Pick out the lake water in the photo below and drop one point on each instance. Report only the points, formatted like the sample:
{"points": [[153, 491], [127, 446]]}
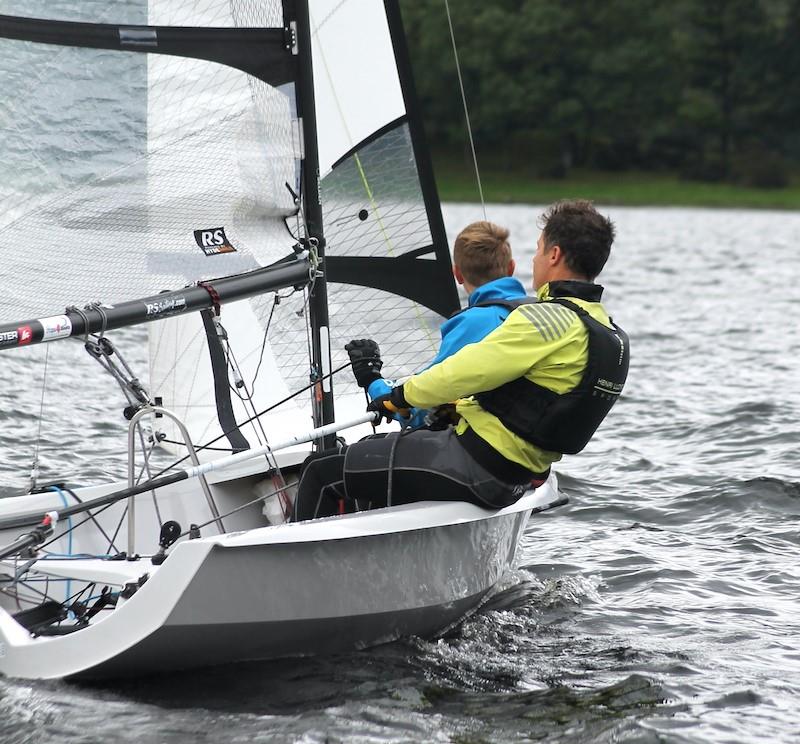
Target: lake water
{"points": [[661, 605]]}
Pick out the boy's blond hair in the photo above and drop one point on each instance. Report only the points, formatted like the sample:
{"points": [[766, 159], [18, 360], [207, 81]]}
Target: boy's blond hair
{"points": [[482, 252]]}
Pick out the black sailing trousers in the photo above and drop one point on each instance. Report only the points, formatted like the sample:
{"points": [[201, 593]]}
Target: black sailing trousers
{"points": [[399, 468]]}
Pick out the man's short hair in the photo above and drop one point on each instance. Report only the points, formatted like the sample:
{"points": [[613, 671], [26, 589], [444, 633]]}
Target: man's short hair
{"points": [[582, 232], [482, 252]]}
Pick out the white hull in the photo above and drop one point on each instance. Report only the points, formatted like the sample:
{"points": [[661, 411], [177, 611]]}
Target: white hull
{"points": [[310, 587]]}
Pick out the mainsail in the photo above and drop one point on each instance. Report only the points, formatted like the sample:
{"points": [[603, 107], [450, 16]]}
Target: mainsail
{"points": [[144, 171]]}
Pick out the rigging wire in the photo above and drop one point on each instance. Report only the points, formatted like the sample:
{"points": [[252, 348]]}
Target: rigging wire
{"points": [[37, 442], [261, 413], [466, 108]]}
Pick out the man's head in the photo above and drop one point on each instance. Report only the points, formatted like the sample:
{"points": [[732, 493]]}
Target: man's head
{"points": [[481, 253], [575, 243]]}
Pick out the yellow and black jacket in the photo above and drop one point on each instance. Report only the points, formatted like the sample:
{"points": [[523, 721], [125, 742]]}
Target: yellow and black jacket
{"points": [[539, 358]]}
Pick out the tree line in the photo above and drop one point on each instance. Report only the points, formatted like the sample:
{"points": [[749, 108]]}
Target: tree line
{"points": [[705, 88]]}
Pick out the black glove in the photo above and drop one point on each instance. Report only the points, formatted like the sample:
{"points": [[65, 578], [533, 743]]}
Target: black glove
{"points": [[365, 356], [390, 404]]}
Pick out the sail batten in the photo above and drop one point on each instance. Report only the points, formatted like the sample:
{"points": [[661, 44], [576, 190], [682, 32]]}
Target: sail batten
{"points": [[262, 52]]}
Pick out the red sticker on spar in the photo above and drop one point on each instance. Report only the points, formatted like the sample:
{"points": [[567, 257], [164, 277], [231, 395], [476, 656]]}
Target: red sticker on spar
{"points": [[24, 335]]}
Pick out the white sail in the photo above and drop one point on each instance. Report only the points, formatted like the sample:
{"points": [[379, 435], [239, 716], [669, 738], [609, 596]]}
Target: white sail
{"points": [[372, 207]]}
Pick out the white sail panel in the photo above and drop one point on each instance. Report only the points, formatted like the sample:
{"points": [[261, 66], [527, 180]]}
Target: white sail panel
{"points": [[126, 174], [356, 85]]}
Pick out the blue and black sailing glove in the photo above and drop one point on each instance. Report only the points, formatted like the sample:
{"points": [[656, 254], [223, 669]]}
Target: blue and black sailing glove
{"points": [[365, 356], [390, 404]]}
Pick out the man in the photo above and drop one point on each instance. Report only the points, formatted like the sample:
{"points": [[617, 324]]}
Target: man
{"points": [[483, 265], [536, 387]]}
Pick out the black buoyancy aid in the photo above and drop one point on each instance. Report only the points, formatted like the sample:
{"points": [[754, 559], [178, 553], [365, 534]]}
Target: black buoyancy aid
{"points": [[565, 422]]}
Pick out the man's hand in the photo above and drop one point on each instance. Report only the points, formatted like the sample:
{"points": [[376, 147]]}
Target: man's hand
{"points": [[365, 356], [390, 404]]}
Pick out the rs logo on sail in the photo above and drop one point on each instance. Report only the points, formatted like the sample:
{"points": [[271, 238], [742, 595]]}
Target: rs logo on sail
{"points": [[213, 241]]}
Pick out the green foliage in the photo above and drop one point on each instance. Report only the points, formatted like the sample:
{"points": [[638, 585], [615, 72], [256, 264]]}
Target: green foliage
{"points": [[690, 86]]}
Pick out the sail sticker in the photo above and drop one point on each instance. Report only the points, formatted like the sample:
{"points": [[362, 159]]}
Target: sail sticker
{"points": [[165, 306], [213, 241], [57, 326], [24, 335], [9, 338]]}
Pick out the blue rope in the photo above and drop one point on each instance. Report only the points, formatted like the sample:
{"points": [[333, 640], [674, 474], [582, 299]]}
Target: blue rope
{"points": [[64, 501]]}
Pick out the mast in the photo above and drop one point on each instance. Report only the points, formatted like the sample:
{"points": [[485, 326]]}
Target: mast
{"points": [[312, 210]]}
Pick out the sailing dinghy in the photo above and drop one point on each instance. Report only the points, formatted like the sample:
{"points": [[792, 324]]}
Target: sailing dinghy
{"points": [[185, 169]]}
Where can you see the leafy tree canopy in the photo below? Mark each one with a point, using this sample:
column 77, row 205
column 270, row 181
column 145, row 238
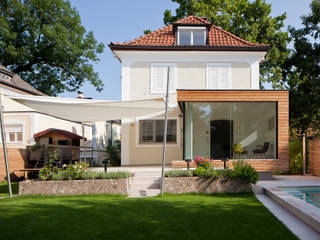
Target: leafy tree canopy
column 250, row 20
column 44, row 42
column 302, row 72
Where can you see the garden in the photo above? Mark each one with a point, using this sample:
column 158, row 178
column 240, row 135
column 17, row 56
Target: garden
column 208, row 179
column 74, row 179
column 188, row 216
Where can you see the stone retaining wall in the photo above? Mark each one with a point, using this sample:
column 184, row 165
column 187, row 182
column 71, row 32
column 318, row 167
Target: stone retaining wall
column 258, row 164
column 178, row 185
column 74, row 187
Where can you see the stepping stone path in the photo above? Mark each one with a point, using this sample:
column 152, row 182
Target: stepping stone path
column 145, row 184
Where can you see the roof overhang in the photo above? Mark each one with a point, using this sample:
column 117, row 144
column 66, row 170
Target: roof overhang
column 117, row 47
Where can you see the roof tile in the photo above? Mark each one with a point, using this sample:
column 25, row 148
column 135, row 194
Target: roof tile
column 165, row 37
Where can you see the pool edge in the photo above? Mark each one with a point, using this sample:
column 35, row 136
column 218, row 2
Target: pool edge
column 306, row 212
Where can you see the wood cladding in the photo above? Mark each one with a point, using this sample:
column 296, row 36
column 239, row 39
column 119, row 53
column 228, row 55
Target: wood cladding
column 282, row 99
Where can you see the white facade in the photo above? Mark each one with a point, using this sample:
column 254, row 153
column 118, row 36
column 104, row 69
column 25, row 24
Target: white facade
column 189, row 70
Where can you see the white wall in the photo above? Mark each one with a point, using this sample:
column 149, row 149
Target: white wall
column 191, row 74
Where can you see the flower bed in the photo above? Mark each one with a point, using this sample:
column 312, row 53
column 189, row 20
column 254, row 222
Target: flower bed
column 208, row 180
column 75, row 179
column 179, row 185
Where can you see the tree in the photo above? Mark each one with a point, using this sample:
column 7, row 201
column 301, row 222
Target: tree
column 302, row 72
column 246, row 19
column 44, row 42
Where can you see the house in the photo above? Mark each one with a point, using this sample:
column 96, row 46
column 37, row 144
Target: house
column 217, row 107
column 65, row 144
column 22, row 122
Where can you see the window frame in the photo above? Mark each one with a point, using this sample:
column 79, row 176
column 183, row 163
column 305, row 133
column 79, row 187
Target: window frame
column 219, row 65
column 158, row 144
column 171, row 65
column 7, row 133
column 192, row 29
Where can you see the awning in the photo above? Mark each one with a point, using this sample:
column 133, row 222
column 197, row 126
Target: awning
column 89, row 110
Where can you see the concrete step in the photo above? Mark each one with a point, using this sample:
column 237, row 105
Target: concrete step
column 144, row 193
column 146, row 186
column 257, row 189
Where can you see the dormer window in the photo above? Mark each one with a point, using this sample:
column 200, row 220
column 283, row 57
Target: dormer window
column 192, row 36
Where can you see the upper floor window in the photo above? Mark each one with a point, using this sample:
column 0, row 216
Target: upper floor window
column 151, row 131
column 159, row 76
column 192, row 36
column 14, row 133
column 218, row 76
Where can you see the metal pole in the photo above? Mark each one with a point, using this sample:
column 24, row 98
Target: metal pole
column 4, row 146
column 84, row 149
column 165, row 133
column 304, row 153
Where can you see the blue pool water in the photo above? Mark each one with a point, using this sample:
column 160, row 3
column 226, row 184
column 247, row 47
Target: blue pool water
column 308, row 194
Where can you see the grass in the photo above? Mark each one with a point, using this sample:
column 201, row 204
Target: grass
column 187, row 216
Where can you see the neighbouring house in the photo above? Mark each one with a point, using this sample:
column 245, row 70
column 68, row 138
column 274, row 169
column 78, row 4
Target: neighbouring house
column 22, row 122
column 217, row 107
column 65, row 144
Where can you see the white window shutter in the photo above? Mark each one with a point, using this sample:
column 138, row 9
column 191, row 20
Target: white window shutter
column 158, row 79
column 172, row 80
column 218, row 76
column 224, row 77
column 212, row 77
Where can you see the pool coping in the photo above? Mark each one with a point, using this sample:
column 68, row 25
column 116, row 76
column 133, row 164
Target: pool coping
column 306, row 212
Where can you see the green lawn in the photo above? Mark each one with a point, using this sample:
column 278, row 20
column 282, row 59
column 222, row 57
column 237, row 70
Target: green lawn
column 116, row 217
column 4, row 188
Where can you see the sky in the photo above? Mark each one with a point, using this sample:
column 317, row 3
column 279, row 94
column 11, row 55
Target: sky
column 125, row 20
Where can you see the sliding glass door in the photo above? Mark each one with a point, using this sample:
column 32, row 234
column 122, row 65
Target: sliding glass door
column 234, row 130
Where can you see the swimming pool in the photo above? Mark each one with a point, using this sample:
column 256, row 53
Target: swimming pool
column 308, row 194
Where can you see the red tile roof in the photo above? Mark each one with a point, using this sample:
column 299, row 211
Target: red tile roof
column 14, row 81
column 165, row 38
column 63, row 132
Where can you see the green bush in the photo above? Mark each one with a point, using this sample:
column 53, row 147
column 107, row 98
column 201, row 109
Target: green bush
column 200, row 172
column 179, row 173
column 243, row 170
column 295, row 157
column 103, row 175
column 202, row 162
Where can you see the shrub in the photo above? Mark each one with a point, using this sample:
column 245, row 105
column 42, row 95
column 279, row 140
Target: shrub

TASK: Where a line in the records above contains the string "shrub", return that line.

SOLUTION FOR THIS EXERCISE:
Where can you see the shrub in the photo above? Mark each one with a point, using this sample:
Target: shrub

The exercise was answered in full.